**EXERCISE:**
Copy every line of the records from the line containing "query | spot the roof" through the end of the records, requests included, and scale each point coordinate in the answers by 0.85, rounding to whole numbers with halves rounded up. Leave the numbers in the requests and their format samples unchanged.

***** INPUT DATA *****

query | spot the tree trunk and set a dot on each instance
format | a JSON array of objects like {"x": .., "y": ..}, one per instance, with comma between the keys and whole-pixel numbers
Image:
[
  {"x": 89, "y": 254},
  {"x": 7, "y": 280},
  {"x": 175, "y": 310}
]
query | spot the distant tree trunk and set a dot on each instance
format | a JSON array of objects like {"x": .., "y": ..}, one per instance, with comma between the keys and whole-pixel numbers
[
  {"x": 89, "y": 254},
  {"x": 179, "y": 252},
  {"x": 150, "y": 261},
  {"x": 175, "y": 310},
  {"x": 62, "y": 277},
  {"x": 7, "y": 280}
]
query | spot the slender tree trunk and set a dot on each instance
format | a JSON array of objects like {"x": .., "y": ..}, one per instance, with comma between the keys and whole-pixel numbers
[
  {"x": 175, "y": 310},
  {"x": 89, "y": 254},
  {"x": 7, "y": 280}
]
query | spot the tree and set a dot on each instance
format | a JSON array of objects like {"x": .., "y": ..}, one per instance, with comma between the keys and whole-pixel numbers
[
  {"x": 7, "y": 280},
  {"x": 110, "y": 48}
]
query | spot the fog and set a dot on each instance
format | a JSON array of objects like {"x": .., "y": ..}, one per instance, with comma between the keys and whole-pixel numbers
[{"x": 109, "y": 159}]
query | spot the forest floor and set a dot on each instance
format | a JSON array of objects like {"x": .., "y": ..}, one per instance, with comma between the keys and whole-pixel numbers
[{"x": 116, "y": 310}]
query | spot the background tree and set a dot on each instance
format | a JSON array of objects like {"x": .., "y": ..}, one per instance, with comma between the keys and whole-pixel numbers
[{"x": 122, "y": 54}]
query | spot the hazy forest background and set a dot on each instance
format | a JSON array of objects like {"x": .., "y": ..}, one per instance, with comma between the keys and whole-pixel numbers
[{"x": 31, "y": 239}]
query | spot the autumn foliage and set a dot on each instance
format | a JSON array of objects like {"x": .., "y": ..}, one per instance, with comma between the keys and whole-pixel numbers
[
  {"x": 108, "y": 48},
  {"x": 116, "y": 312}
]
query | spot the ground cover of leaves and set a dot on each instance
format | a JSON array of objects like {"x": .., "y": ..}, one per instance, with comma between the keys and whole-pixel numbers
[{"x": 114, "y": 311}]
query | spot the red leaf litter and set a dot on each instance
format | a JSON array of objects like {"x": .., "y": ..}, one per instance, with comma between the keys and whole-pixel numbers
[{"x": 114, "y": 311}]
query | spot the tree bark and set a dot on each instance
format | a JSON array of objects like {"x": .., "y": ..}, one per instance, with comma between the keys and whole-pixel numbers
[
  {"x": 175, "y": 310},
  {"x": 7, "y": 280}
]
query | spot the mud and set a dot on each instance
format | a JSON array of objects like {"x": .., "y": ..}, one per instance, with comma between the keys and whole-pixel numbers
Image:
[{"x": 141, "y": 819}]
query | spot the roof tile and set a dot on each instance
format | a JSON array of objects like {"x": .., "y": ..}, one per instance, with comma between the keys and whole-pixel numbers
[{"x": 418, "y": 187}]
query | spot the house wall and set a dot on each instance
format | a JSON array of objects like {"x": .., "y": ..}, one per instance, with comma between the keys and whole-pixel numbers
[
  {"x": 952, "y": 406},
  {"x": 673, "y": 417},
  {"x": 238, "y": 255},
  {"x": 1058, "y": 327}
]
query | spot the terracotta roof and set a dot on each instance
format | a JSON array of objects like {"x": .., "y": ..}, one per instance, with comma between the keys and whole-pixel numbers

*****

**ANSWER IN FULL:**
query | spot the roof tile and set a dot on each instance
format | a JSON array of objects like {"x": .., "y": ..}, one per instance, with comma between the keys and whole-pixel numbers
[{"x": 355, "y": 159}]
query | spot the house wall and set a dot on each instance
format | a JSON array of objects like {"x": .., "y": ..}, one per instance, with comma between the keys and whole-pixel numbers
[
  {"x": 809, "y": 345},
  {"x": 572, "y": 354},
  {"x": 202, "y": 217},
  {"x": 899, "y": 278}
]
query | spot the terracotta roof and set a dot on each instance
format | a JSON array of objects like {"x": .., "y": ..}, one per instance, with comma between the keys and whole-pixel numbers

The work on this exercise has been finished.